### Task brief:
Reproduce the records from the line containing "[spot] the treeline" through the end of the records, inclusive, with "a pin for each instance" changed to "one pin per instance" throughout and all else left unchanged.

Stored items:
○ ○ ○

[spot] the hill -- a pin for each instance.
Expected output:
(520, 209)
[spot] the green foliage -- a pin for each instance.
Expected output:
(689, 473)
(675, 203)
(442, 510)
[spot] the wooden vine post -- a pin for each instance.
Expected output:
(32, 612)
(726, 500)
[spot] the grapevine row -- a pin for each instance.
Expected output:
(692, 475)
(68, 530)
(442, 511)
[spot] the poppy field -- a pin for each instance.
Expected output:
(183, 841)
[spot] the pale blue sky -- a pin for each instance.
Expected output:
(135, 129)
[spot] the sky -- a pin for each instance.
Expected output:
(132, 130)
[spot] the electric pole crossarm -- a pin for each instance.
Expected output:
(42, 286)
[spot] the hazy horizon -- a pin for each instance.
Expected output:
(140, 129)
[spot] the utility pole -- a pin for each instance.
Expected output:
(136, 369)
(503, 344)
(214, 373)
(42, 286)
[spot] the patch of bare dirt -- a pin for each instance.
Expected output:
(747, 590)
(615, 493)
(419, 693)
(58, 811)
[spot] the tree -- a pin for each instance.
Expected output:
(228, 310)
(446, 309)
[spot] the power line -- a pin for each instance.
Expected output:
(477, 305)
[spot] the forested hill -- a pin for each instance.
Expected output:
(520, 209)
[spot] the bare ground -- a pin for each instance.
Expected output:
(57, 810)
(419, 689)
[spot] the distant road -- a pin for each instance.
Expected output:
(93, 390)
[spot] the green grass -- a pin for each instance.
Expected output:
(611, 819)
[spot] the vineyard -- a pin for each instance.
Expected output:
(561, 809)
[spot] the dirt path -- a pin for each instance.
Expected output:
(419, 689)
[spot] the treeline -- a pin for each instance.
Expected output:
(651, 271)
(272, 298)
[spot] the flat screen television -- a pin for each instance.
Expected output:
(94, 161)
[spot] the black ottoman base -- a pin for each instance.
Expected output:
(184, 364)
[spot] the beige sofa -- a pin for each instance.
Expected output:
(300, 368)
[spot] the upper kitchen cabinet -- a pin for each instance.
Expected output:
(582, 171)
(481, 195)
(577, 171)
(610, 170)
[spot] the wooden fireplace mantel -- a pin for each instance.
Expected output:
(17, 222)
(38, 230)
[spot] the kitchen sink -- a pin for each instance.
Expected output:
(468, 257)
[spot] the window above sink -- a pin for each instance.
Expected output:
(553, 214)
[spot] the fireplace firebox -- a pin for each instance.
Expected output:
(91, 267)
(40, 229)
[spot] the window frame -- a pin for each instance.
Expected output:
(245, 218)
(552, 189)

○ ○ ○

### Expected answer:
[spot] the treeline -- one pin per instance.
Expected output:
(651, 271)
(272, 298)
[spot] the flat screen television -- one pin per instance.
Expected output:
(94, 161)
[spot] the black ottoman base -- one pin per instance.
Expected output:
(184, 364)
[spot] the beige sofa -- one pin per instance.
Expected output:
(300, 368)
[spot] the upper kitchen cabinet -- one pin per instance.
Expected output:
(582, 171)
(481, 195)
(577, 171)
(610, 170)
[spot] the wooden fireplace mantel -- one pin per instance.
Expected output:
(17, 222)
(38, 230)
[spot] the kitchen sink -- one pin per instance.
Expected output:
(468, 257)
[spot] the window above sink -- one pin per instance.
Expected output:
(553, 214)
[spot] the fireplace firebox -- one pin per instance.
Expected output:
(91, 267)
(40, 229)
[spot] the window frame -- one pin per instance.
Expected output:
(245, 218)
(552, 189)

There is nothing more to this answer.